IŞİD, adını duyurduğu günden bu yana kadınlara uyguladığı şiddetle de kan dondurdu. Musul’da kaçırdığı binlerce kadını açık artırmada sattı, tecavüz etti, işkenceden geçirdi ve öldürdü. Bu haberler kadınlar için farklı sonuçlar doğurdu. Kimileri IŞİD’in saldığı bu korkuyla evinden kaçarken, kimileri Kobanê’de IŞİD’e karşı savaşmak için evlerini terk etti. Ama dünyanın pek çok yerinde kadınlar bu düşmanlığı lanetledi. Kobanê’den Suruç’a gelen İslim Abuzer kaldığı çadırda yaptığımız sohbette neden Türkiye’ye geldiğini şöyle anlatmıştı:
“DAİŞ’in Şengal’de kadınlara neler yaptığını duymuştuk. Şengalli kadınları kaçırmışlar, namuslarını kirletmişler, onlara işkence yapmışlar. O kadınların başına gelenler bizim de başımıza gelir diye çok korktuk. O yüzden Türkiye’ye geldik.”
Yaşananlara rağmen Kobanê’de kalıp IŞİD ve onun zihniyetiyle savaşan kadınlarsa uzun süre dünya gündeminde yer aldılar. Uluslararası kamuoyunda kadın mücadelesinin simgesi haline geldiler. Pek çok dergi ve gazete onlardan bahsetti: Kadın Savunma Birlikleri (YPJ)

■ Yapılacaklar ■
1. Okuma parçasına göre aşağıdaki soruları yanıtlayınız.
(a) IŞİD, kaçırdığı binlerce kadını hangi şehirde açık artırmada satmıştır?
(b) İslim Abuzer, DAİŞ'in kadınlara hangi yerde yaptıklarını duyduklarını söylemektedir?
(c) Kobanê'de kalıp savaşan kadınlar uluslararası kamuoyunda neyin simgesi hâline gelmiştir?
2. Okuma parçasında "Yaşananlara rağmen Kobanê’de" sözlerinden başlayıp "Savunma Birlikleri (YPJ)" sözlerine kadar, bu sözler de dâhil olmak üzere, bölümü hiç değiştirmeden yazınız.

■ Kayıtlar ■
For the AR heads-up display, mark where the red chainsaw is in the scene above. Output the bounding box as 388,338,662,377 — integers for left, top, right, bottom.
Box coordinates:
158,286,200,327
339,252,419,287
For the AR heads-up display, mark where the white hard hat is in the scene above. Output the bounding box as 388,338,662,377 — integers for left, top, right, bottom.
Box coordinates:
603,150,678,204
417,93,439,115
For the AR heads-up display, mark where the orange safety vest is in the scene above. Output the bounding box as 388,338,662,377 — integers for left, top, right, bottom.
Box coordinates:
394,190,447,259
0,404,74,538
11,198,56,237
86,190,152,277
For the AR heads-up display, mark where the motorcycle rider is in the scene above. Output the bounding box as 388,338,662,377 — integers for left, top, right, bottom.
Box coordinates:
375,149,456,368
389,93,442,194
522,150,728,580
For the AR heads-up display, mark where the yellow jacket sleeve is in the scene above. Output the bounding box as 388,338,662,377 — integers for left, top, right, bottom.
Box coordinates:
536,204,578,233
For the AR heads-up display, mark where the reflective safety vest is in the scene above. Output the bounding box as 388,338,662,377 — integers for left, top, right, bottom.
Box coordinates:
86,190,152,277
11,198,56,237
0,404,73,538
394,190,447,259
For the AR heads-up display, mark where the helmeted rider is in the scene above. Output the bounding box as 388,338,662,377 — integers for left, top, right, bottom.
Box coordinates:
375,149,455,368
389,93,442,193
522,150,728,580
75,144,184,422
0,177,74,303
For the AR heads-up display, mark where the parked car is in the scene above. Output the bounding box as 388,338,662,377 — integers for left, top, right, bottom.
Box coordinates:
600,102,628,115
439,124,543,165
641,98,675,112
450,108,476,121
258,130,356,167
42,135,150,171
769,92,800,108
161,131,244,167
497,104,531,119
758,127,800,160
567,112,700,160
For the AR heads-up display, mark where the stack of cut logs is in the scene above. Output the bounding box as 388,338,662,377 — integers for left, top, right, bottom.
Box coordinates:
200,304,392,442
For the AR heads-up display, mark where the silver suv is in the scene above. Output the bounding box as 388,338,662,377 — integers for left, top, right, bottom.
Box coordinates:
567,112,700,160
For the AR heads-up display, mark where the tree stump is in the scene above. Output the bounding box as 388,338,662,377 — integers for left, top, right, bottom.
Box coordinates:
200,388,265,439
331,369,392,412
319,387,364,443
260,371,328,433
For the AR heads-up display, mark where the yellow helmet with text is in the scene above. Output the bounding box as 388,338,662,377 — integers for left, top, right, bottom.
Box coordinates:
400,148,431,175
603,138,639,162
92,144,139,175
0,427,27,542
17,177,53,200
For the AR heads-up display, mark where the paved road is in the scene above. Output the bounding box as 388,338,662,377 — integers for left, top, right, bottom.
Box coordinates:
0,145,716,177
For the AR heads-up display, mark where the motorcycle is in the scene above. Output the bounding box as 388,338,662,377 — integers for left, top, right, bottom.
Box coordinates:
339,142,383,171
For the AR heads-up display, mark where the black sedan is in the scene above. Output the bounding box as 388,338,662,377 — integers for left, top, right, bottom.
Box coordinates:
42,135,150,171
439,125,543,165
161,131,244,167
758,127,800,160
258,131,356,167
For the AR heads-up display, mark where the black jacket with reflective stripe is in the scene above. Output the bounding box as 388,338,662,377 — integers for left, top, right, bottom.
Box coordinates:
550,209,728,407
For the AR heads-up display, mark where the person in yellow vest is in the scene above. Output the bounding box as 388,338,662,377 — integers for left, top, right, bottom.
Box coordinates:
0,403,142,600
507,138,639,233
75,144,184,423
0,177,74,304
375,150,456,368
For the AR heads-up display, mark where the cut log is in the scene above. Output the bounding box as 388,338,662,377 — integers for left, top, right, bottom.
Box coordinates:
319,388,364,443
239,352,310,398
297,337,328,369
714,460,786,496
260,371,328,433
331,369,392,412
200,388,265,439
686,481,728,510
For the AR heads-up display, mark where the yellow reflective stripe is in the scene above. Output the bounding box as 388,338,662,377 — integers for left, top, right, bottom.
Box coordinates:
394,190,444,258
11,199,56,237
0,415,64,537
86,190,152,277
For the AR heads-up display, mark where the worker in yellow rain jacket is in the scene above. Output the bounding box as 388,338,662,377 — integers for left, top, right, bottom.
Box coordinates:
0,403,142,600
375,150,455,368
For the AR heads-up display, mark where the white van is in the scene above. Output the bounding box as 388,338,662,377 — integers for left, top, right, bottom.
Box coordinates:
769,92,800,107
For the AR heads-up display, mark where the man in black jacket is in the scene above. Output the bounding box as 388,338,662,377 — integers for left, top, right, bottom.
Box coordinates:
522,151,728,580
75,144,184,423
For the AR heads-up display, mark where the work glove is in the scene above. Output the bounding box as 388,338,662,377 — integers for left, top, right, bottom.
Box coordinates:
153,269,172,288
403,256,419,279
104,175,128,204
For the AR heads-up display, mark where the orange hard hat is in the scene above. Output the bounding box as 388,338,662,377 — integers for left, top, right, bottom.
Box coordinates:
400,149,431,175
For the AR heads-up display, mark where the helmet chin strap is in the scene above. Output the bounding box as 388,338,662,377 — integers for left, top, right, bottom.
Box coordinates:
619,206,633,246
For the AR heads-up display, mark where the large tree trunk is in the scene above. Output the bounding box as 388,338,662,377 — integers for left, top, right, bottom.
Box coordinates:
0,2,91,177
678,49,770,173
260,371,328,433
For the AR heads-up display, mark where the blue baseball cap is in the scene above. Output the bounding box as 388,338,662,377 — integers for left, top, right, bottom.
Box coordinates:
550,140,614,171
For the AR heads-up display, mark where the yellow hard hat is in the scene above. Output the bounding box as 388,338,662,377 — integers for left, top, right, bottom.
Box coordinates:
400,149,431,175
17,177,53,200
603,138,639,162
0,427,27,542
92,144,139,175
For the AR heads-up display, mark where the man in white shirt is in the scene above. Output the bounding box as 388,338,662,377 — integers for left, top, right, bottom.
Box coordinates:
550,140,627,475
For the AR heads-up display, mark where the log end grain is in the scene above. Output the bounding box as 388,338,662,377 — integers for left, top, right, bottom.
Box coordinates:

■ Yanıtlar ■
1.
(a) Musul'da.
(b) Şengal'de.
(c) Kadın mücadelesinin.

2.
Yaşananlara rağmen Kobanê’de kalıp IŞİD ve onun zihniyetiyle savaşan kadınlarsa uzun süre dünya gündeminde yer aldılar. Uluslararası kamuoyunda kadın mücadelesinin simgesi haline geldiler. Pek çok dergi ve gazete onlardan bahsetti: Kadın Savunma Birlikleri (YPJ)